**本文:**
____

はじめに
読者のみなさんからいただいた家計や保険、ローンなど、お金の悩みにプロのファイナンシャルプランナーが答えるFPの家計相談シリーズ。
今回の相談者は、積立投資を始めたいという32歳の女性。初心者が投資を始める際に最低限知っておくべきこととは何でしょうか。FPの秋山芳生氏がお答えします。
<相談者プロフィール>
・女性、32歳、未婚
・職業:会社員
・居住形態:賃貸
・毎月の世帯の手取り金額:18万円
・年間の世帯の手取りボーナス額:60万円
・毎月の世帯の支出目安:15万円
【支出の内訳】
・住居費:6万円
・食費:2万円
・水道光熱費:2万円
・教育費:なし
・保険料:なし
・通信費:1万円
・車両費:なし
・お小遣い:1万円
・その他:3万円
【資産状況】
・毎月の貯蓄額:1~3万円
・ボーナスからの貯蓄額:50万円
・現在の貯蓄総額:80万円
・現在の投資総額:なし
・現在の負債総額:なし
秋山: ご質問をいただきありがとうございます。ファイナンシャルプランナーの秋山です。
積立投資を検討していて、どのような手法があるのかを知りたいのですね。ご相談者様は投資初心者とのことですので、まず投資の全体像をお伝えし、その上で最適な選択ができるようになっていただければと思います。
大切なのは「何のために、何に投資をするのか」
まず投資を始める前に、「何のために、何に投資をするのか」を考えていただきたいと思います。

____

**記録データ:**
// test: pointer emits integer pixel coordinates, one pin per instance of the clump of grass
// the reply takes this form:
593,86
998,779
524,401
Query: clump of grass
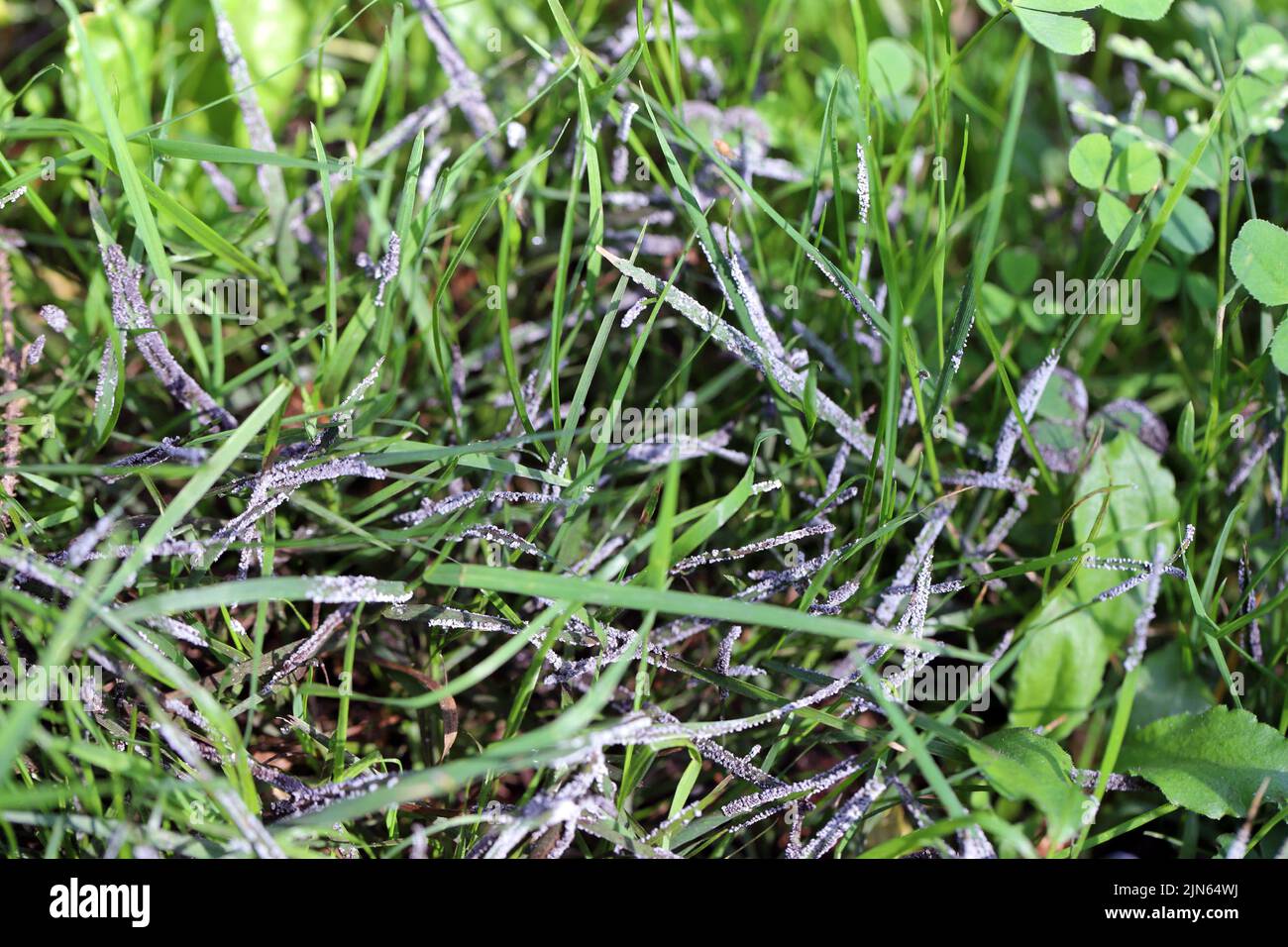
464,624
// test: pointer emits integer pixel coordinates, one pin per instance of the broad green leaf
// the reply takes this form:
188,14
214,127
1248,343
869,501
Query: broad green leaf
1020,764
1207,172
1212,763
1136,169
121,43
890,65
1067,35
1260,260
1059,5
271,34
1188,228
1019,268
1115,215
1060,671
1166,686
1089,159
1137,9
1257,105
1265,52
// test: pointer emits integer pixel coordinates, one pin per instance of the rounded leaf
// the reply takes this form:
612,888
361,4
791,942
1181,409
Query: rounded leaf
1089,159
1136,170
1115,215
1260,260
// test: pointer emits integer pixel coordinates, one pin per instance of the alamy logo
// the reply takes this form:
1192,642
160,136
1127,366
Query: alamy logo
1087,298
75,899
193,296
939,682
635,425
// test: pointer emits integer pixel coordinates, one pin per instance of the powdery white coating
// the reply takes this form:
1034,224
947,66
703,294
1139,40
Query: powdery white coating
129,312
863,185
739,552
1250,460
386,270
748,351
442,508
728,240
1140,628
336,589
226,189
269,176
988,479
467,90
54,317
815,784
310,646
494,534
845,818
1028,398
168,449
623,132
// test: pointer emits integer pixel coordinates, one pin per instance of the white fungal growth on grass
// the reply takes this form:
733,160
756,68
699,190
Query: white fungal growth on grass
715,556
386,270
863,184
467,90
130,312
54,317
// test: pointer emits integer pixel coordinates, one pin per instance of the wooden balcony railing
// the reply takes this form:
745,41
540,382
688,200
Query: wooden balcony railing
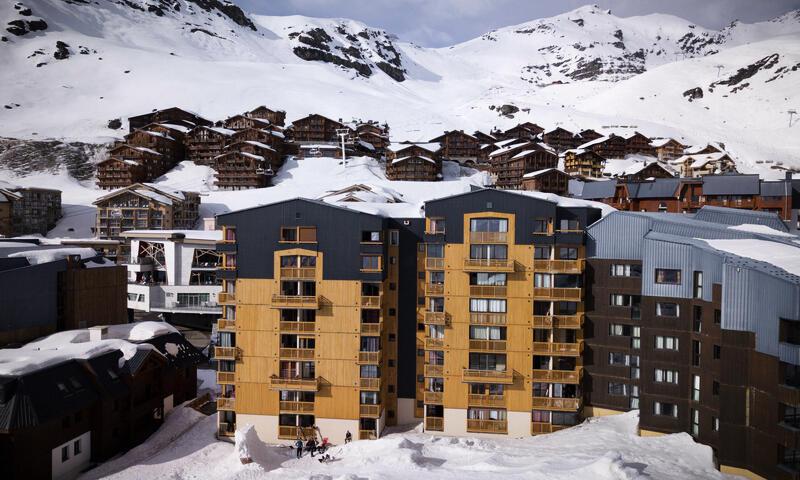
299,273
488,345
297,326
488,237
297,353
487,426
226,403
559,349
487,290
433,370
301,384
558,376
295,301
552,403
487,376
486,318
371,411
434,424
296,407
488,265
433,397
477,400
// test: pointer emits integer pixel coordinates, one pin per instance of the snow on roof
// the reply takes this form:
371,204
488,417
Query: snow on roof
39,256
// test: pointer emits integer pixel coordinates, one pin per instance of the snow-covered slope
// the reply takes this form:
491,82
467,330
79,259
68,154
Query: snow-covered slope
96,61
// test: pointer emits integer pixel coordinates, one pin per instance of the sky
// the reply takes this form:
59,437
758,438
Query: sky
438,23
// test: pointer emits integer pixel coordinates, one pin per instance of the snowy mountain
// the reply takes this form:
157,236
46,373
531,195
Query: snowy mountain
72,65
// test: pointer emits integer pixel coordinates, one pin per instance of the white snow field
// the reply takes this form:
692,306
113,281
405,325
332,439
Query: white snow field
605,448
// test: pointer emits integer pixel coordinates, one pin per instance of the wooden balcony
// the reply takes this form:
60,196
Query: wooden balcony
433,370
488,345
487,376
436,318
297,327
296,353
486,318
434,424
558,349
559,266
300,384
434,264
488,237
487,426
478,400
572,294
226,353
296,407
298,273
487,290
369,383
369,411
560,404
226,403
371,301
369,357
488,265
310,302
558,376
436,398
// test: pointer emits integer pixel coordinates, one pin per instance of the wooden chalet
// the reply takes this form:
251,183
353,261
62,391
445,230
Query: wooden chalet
459,146
583,163
203,144
275,117
548,180
173,115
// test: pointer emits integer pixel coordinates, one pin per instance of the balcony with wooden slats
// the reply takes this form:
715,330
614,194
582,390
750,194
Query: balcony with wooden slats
470,375
487,426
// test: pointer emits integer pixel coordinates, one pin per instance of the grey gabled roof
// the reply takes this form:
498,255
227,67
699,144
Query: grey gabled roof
731,185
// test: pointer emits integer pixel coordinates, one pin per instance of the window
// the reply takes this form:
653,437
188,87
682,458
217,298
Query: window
665,409
667,309
665,376
666,343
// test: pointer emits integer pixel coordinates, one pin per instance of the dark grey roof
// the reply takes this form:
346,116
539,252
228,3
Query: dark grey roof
731,185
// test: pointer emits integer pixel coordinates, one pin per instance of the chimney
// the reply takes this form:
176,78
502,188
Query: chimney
97,333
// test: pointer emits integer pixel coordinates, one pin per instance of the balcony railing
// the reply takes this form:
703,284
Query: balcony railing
296,407
559,349
296,301
486,318
487,290
558,376
301,384
226,403
487,426
471,375
488,265
488,345
488,237
434,424
552,403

____

**作業課題 1:**
積立投資の相談記事について、次の問いに答えてください。
(a) 相談者の年齢と職業は何ですか。
(b) 支出の内訳にある住居費はいくらですか。
(c) 相談者の現在の貯蓄総額はいくらですか。
**作業課題 2:** 積立投資の相談記事の続きを、最後の文の後から書いてください。

**解答欄 1:**
(a) 32歳、会社員です。
(b) 6万円です。
(c) 80万円です。

**解答欄 2:**
老後にむけて資産形成をするということであれば、投資をしてリターンが出たら再投資に回すという複利の効果を活用していくことができると思います。
一方、2年後、3年後に必要なお金は、投資で増やそうとするとギャンブル性が増していきます。例えば、2、3年先に考えている結婚資金や、住宅購入の頭金などは、相場が下がっていると損をして引き出しづらくなるので、投資ではなく貯蓄で用意することをおすすめします。
長期的な成長が期待できる投資商品とは?
今回は、多くの方にとっての課題である老後にむけた長期投資をベースに考えていきたいと思います。
何に投資をするかですが、「長期的に成長することがわかっているもの」に投資していきたいですよね。そんなものあるの? と思われるかもしれませんが、かなりの確率で成長することがわかっているのは、世界経済です。
世界経済の成長度合いは、各国々の国内総生産(GDP:その国が生み出した価値の総和)を足し上げたもので考えられます。そもそもGDPは、「人口×一人当たりの生産性」で表されます。つまり、世界GDPは「世界の人口×一人当たりの生産性」ということになります。
2020年現在の世界の人口は約78億人。2050年代には100億人を超えるといわれています。日本は少子高齢化で人口が少なくなっていますが、世界ではまだまだ若い人が多く、人口は拡大傾向にあります。
さらにインターネットの普及から、どこにいても高い教育を受けることが可能になってきています。例えばアマゾンのジャングルの中でも、スタンフォード大学の授業をライブで視聴することは物理的に可能なのです。そして、5Gや量子コンピュータ、ドローン、AI、自動運転、医療発展などを考えると、生産性は拡大し続けていくことが想定されます。
ですので、「人口拡大×生産性拡大=世界は発展する」ということになります。